## Begin Material to process
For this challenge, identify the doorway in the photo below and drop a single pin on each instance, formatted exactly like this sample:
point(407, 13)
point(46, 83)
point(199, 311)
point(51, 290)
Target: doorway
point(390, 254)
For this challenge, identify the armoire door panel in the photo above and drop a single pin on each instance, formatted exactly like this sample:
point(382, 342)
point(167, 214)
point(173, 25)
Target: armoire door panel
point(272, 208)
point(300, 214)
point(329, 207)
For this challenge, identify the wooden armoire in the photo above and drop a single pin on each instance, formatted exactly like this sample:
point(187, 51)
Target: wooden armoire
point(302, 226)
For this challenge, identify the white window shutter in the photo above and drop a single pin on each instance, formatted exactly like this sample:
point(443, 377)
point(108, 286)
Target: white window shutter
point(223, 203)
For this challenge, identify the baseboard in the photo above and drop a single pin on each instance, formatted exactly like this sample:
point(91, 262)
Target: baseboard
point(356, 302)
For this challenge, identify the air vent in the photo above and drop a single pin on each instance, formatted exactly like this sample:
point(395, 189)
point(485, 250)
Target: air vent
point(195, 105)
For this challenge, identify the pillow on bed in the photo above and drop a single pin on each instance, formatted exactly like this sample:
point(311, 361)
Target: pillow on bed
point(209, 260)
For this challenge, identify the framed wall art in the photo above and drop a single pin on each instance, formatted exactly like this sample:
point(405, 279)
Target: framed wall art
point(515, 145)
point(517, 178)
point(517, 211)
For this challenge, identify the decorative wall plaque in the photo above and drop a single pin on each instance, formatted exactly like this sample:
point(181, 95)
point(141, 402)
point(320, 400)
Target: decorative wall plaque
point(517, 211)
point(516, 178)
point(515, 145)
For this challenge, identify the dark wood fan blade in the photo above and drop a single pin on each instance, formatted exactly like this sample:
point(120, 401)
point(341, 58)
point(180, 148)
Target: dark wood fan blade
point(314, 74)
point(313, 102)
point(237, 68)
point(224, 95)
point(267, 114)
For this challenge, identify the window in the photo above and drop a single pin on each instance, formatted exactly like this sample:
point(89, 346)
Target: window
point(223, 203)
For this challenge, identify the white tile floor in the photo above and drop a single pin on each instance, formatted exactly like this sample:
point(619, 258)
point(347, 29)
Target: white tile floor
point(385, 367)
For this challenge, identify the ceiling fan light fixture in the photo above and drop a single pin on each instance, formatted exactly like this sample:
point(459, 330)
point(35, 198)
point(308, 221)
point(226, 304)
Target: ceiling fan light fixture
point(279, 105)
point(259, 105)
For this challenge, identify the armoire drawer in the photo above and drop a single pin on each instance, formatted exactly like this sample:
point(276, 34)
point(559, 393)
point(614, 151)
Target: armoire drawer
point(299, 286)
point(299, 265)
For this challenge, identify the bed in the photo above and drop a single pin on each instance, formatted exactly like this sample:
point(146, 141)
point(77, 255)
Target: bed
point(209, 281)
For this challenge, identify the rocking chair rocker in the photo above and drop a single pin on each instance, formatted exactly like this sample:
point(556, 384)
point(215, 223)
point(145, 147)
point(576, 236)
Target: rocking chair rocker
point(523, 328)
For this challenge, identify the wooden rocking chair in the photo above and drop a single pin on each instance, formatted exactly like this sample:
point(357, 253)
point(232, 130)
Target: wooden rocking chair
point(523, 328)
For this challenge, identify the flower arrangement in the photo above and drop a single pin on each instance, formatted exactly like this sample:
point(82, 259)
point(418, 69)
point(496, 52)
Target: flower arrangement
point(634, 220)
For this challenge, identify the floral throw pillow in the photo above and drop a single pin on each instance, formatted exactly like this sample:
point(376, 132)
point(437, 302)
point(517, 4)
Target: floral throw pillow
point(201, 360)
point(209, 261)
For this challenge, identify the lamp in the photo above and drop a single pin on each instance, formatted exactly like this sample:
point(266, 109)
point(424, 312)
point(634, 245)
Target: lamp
## End Material to process
Request =
Copy all the items again, putting "place one marker" in place of every occurrence of "drop a single pin" and changing nothing else.

Answer to the task =
For this challenge, identify the doorway in the photo below and place one marker on each instance, formatted exactly like this sample:
point(407, 13)
point(46, 83)
point(199, 311)
point(51, 290)
Target: doorway
point(390, 254)
For this challenge, identify the armoire door panel in the photo above and place one marker on each instance, formatted exactly like this sample:
point(382, 342)
point(167, 214)
point(173, 25)
Target: armoire door panel
point(272, 208)
point(300, 214)
point(329, 207)
For this challenge, identify the wooden armoire in the photo above and place one marker on each instance, formatted exactly like this sample:
point(187, 51)
Target: wooden armoire
point(302, 226)
For this challenge, identify the white window shutter in the photo above and place one marker on each instance, formatted exactly like this sample:
point(443, 377)
point(108, 286)
Target: white window shutter
point(223, 203)
For this challenge, identify the baseboard in the photo above and place one marker on each instance, formatted exactly like this sample:
point(91, 262)
Target: baseboard
point(356, 302)
For this challenge, identify the air vent in the photo above and place one marker on each instance, formatted exactly like this sample:
point(395, 189)
point(485, 250)
Target: air vent
point(195, 105)
For this challenge, identify the pillow on bed in the photo above and place one marker on each instance, formatted exactly like this sample:
point(311, 361)
Target: pillow on bed
point(209, 260)
For this challenge, identify the framed wall art in the photo above and place one marker on each instance, formatted exactly like this sample:
point(405, 279)
Target: framed wall art
point(515, 145)
point(517, 178)
point(517, 211)
For this challenge, identify the decorative wall plaque in the photo above and place one marker on each instance, formatted exactly like this sample:
point(181, 95)
point(141, 402)
point(320, 400)
Target: decorative wall plaque
point(517, 211)
point(516, 178)
point(515, 145)
For this challenge, identify the dark wood fan blade in the photo above and place one marker on each instance, formatted exactly like this sample:
point(120, 401)
point(341, 58)
point(180, 148)
Target: dark wood fan blade
point(314, 74)
point(313, 102)
point(237, 68)
point(224, 95)
point(267, 114)
For this challenge, identify the window in the photo above and place one marker on each instance, formatted exactly like this sample:
point(89, 346)
Target: window
point(223, 203)
For this challenge, identify the white tile floor in the photo above and place one marker on each instance, formatted exactly like this sample:
point(619, 258)
point(347, 29)
Target: white tile floor
point(385, 367)
For this challenge, identify the ceiling fan light fixture in the photo above and place one marker on each instance, formatted exactly like this sample:
point(459, 330)
point(35, 198)
point(308, 221)
point(226, 304)
Target: ceiling fan light fixture
point(279, 105)
point(259, 105)
For this challenge, identify the armoire drawer in the photo above and place one marker on each instance, formatted exactly like this sample:
point(276, 34)
point(559, 393)
point(614, 151)
Target: armoire drawer
point(299, 286)
point(299, 265)
For this challenge, identify the bed in the photo above and place one marker on each instance, formatted exactly like this sample:
point(146, 141)
point(77, 255)
Target: bed
point(209, 281)
For this challenge, identify the rocking chair rocker in the photo above and place one marker on each instance, formatted exactly like this sample:
point(556, 384)
point(215, 223)
point(145, 147)
point(576, 236)
Target: rocking chair rocker
point(523, 328)
For this challenge, identify the wooden rocking chair in the photo above and place one marker on each instance, formatted exactly like this sample:
point(357, 253)
point(232, 130)
Target: wooden rocking chair
point(523, 328)
For this challenge, identify the flower arrangement in the photo above and place one marker on each instance, formatted exactly like this sample:
point(82, 259)
point(418, 69)
point(496, 52)
Target: flower arrangement
point(634, 220)
For this challenge, identify the floral throw pillow in the photo above and place one marker on each instance, formatted exactly like this sample:
point(376, 132)
point(437, 302)
point(517, 4)
Target: floral throw pillow
point(201, 360)
point(209, 261)
For this challenge, identify the lamp in the photo above and place one marker on each instance, formatted exactly like this sample:
point(266, 109)
point(424, 312)
point(634, 245)
Target: lamp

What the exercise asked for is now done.